(Instructions for the task)
The answer consists of one number: how many lines of the data below include the string "wall".

(Dataset entries)
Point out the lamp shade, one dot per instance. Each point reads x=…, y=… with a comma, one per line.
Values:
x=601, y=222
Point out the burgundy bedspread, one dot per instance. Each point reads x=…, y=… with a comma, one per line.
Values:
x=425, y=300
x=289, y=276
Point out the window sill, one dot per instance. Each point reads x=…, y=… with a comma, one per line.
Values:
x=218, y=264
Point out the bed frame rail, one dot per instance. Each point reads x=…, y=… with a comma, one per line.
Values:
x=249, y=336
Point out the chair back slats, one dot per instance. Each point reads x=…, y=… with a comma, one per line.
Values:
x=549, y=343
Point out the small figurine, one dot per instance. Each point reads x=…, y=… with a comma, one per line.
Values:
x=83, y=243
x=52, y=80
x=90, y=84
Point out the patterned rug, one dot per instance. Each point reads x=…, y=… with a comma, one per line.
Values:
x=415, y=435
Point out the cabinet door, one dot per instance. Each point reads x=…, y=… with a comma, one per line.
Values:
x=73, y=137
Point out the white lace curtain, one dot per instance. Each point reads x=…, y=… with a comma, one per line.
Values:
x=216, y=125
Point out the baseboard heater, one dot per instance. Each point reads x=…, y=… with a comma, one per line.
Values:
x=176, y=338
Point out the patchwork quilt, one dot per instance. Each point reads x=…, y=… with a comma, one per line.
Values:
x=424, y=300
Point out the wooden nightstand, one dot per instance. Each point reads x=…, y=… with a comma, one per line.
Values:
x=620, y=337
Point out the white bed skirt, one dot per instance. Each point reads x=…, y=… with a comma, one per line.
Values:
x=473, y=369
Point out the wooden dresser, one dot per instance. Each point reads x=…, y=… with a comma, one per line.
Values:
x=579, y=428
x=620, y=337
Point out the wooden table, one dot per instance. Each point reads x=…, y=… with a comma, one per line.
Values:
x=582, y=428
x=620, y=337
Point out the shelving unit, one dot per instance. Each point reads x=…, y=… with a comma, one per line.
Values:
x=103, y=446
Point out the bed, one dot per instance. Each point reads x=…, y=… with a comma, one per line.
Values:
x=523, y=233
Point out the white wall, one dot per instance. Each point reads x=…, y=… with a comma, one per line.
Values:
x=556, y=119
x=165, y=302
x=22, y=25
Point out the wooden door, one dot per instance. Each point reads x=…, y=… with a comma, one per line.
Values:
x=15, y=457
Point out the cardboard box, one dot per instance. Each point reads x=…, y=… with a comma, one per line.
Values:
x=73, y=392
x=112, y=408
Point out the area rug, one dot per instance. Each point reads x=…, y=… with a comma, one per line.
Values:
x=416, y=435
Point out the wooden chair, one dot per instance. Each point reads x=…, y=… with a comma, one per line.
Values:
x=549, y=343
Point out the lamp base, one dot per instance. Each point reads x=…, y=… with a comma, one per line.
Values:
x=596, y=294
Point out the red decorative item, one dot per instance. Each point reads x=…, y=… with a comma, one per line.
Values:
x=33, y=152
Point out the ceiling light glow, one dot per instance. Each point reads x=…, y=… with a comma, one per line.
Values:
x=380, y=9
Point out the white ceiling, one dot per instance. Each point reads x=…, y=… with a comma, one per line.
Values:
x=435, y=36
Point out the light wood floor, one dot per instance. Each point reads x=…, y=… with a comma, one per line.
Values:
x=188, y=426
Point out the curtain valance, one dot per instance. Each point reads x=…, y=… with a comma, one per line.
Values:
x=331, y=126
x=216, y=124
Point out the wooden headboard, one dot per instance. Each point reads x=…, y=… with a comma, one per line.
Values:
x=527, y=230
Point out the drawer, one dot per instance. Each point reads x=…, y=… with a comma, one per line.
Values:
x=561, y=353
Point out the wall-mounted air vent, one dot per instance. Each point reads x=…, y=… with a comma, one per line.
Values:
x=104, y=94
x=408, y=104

(Expected output)
2